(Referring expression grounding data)
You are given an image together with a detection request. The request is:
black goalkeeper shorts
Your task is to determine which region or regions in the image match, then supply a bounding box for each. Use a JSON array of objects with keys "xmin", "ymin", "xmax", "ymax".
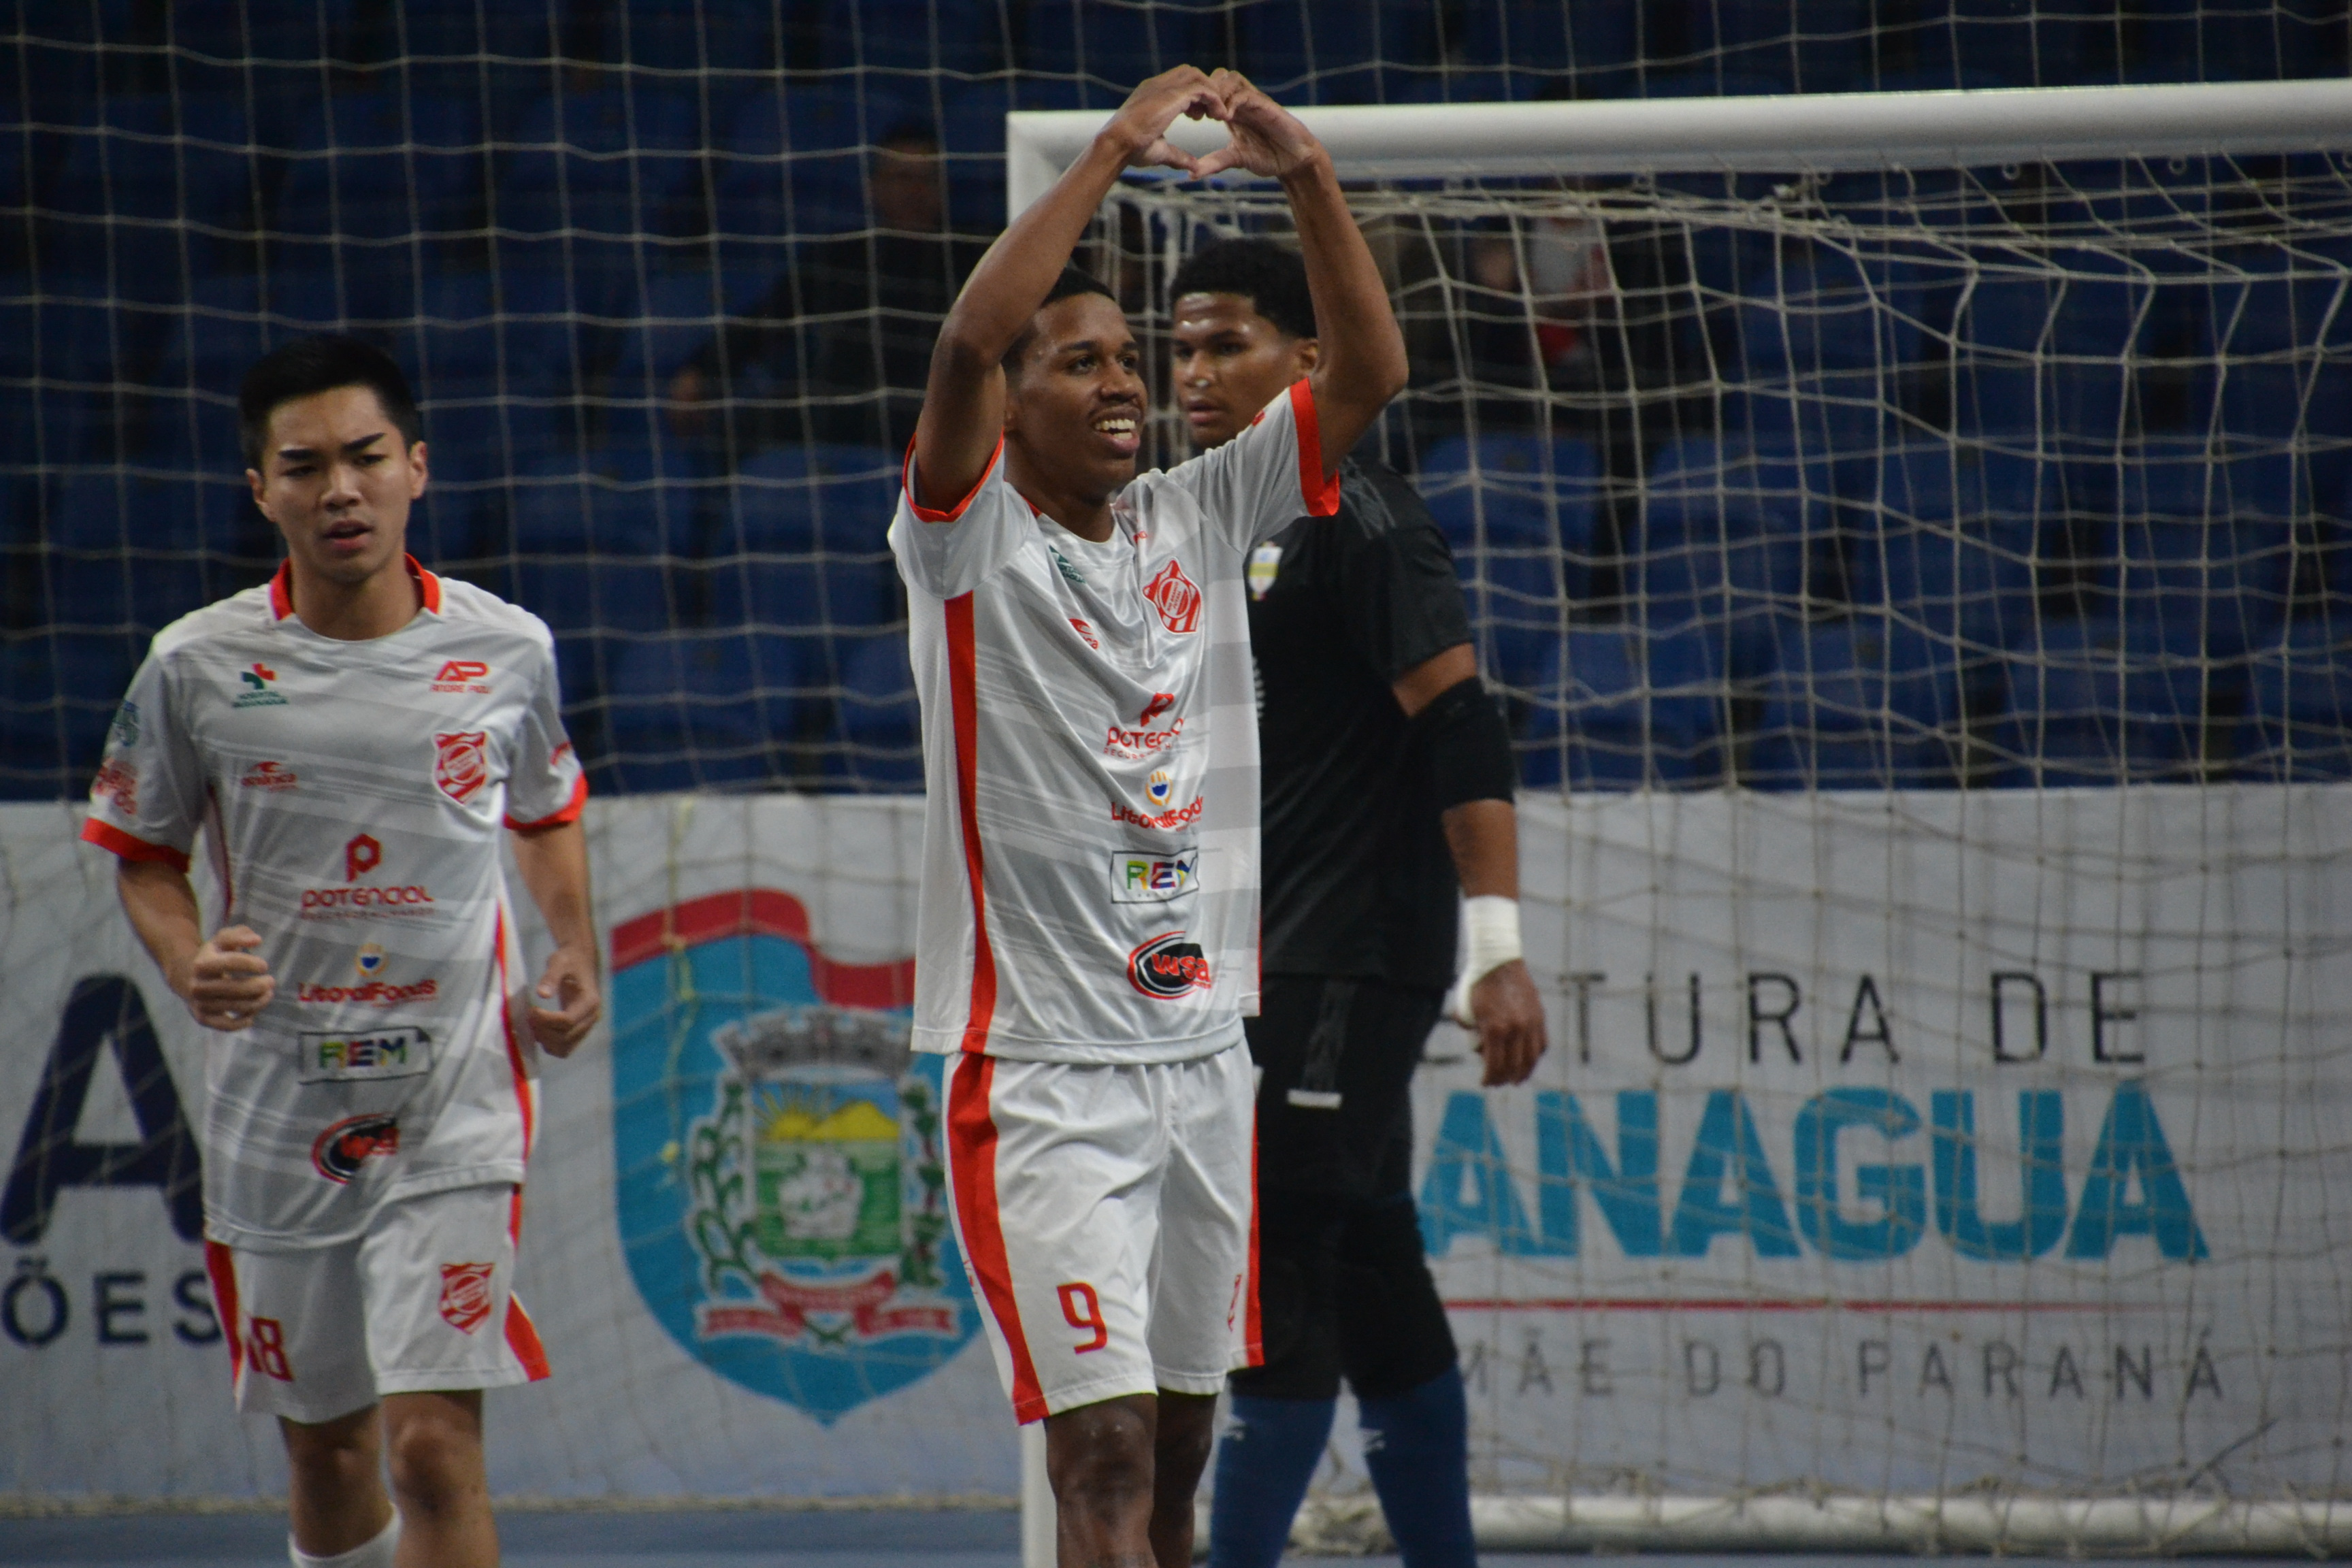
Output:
[{"xmin": 1236, "ymin": 975, "xmax": 1457, "ymax": 1403}]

• **Task prompt**
Show all lines in the entries above where the string "image" appears.

• **Answer to this task**
You are given an image together with a detection request. The request is:
Your task is to determine which region or regions in the image match, then supply a bounding box for each. Use a JSON array of objects with keys "xmin", "ymin", "xmax", "ymax".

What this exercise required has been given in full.